> Problems to solve
1. Write out the passage of the article on COVID-19 vaccine distribution starting with "As Moderna’s experimental" and going on through "who gets inoculated.", word for word.
2. Pick up the article on COVID-19 vaccine distribution where it stops and continue it.

> Supplied passage

As Moderna’s experimental vaccine for COVID-19 continues to show promise in early testing, the next big question is if the drug does prove to be effective, who’s going to get it? Moderna’s CEO Stephane Bancel said Monday that no one pharmaceutical company can expect to make enough doses of any vaccine to stop the coronavirus epidemic. That means someone will need to establish a chain of priority about who gets inoculated.
According to Newsmax, Bancel said that “no manufacturer can make enough doses for the entire planet, but if several vaccines have a chance to get approval, we have a chance to significantly impact the reduction of infection in disease and go back to a normal life.”
According to USA Today, rolling out a vaccine and having enough to protect Americans may be a slow process. There needs to be a carefully crafted plan to determine who will be immunized. The Centers for Disease Control and Prevention’s Advisory Committee on Immunization Practices (ACIP) has been at the helm of that decision-making process since 1964. It’s been already working on a plan for SARS-CoV-2, the virus that causes COVID-19.
“We’re starting as early as we can to deal with the torrent of data that’s coming out,” said Dr. Grace Lee, professor of pediatrics at Stanford University and a member of ACIP, according to USA Today. “We don’t want to wait until the vaccine becomes available and begin our deliberations then.”
President Donald Trump announced the formation of Operation Warp Speed on Friday to help speed the development and distribution of a vaccine to conquer the virus.
In the meantime, vaccine experts are deliberating over the most effective ways to distribute the vaccine when it is developed. ACIP has posted guidelines on its website on how it plans to conduct the process.

> Material provided
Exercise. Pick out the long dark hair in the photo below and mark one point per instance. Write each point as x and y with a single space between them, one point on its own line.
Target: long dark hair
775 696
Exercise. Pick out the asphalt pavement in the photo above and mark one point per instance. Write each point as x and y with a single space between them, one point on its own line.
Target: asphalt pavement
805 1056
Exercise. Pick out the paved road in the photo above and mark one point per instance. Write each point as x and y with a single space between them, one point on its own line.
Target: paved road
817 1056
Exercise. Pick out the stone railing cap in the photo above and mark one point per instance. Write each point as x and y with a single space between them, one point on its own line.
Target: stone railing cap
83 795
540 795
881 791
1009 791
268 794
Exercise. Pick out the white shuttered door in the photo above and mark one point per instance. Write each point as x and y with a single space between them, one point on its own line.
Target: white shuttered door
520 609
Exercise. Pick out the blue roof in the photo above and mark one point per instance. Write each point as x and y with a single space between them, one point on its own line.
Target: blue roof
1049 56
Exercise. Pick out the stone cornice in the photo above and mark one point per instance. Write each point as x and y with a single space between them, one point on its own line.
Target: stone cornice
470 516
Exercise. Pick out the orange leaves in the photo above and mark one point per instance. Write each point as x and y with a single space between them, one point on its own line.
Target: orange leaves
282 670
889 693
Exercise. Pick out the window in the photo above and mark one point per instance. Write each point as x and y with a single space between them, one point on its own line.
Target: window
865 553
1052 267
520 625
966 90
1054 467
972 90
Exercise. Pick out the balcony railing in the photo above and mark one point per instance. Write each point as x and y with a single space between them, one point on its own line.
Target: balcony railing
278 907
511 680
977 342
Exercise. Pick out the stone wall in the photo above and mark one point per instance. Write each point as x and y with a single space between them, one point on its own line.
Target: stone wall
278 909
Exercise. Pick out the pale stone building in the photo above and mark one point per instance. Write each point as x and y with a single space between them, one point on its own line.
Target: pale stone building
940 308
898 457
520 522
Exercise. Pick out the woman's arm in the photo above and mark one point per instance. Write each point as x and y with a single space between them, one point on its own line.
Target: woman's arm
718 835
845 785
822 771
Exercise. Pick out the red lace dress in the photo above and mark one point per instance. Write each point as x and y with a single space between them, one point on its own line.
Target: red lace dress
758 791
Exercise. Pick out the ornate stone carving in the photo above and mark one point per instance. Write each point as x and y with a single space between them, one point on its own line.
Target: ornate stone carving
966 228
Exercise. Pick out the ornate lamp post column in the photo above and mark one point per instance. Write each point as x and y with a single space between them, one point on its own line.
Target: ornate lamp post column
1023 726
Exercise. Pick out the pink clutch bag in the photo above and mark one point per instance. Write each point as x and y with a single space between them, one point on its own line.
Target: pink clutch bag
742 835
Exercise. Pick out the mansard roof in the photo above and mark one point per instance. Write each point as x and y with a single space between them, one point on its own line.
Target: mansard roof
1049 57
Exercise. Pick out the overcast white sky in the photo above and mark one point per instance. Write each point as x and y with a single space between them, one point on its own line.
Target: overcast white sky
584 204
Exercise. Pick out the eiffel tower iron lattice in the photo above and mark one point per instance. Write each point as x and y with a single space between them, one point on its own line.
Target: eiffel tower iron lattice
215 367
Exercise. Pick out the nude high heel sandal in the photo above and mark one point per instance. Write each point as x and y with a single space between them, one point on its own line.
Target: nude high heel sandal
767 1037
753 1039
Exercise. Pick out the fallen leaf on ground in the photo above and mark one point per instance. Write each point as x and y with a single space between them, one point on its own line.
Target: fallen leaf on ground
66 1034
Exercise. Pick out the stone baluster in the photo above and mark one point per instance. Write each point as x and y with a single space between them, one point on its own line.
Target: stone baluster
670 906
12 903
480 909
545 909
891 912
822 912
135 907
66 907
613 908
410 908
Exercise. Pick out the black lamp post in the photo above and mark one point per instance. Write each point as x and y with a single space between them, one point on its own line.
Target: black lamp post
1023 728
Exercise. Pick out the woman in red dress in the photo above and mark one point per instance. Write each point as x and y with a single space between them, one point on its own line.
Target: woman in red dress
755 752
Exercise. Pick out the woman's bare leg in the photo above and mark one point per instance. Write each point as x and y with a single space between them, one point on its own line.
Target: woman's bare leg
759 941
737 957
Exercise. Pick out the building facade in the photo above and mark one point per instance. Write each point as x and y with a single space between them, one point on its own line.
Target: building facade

> Answers provided
1.
As Moderna’s experimental vaccine for COVID-19 continues to show promise in early testing, the next big question is if the drug does prove to be effective, who’s going to get it? Moderna’s CEO Stephane Bancel said Monday that no one pharmaceutical company can expect to make enough doses of any vaccine to stop the coronavirus epidemic. That means someone will need to establish a chain of priority about who gets inoculated.

2.
Dr. Arthur Reingold, division head of epidemiology and biostatistics at the University of California who is an internationally known expert in infectious disease, told USA Today that health care providers, first responders, the military, political leaders, senior citizens, pregnant women and children are usually at the head of the list to get vaccinated.
Sometimes, experts choose to vaccinate in areas where the virus is running rampant to lower the transmission rates, according to USA Today.
Interestingly, in 2004, when there was a shortage of flu vaccine, the elderly refused to be inoculated. They said they wanted their grandchildren to get the vaccine, said Dr. William Schaffner, an infectious disease expert from Vanderbilt University in Tennessee.
After health care workers and first responders get the vaccine, Schaffner told USA Today, people should receive it on a first-come, first-served basis.
“Vaccine left in the refrigerator never protected anyone from anything,” he said.
According to Wired, decision makers may decide to give the vaccine to young, healthy people who have the strongest immune response in order to create a herd immunity. It’s well known that older folks don’t respond as well to the seasonal influenza virus as younger people do, and a COVID-19 vaccine could illicit a similar response.
Other experts say that we need multiple versions of the vaccine to address not only the sheer volume needed globally but to effectively target specific age groups and populations, said Wired.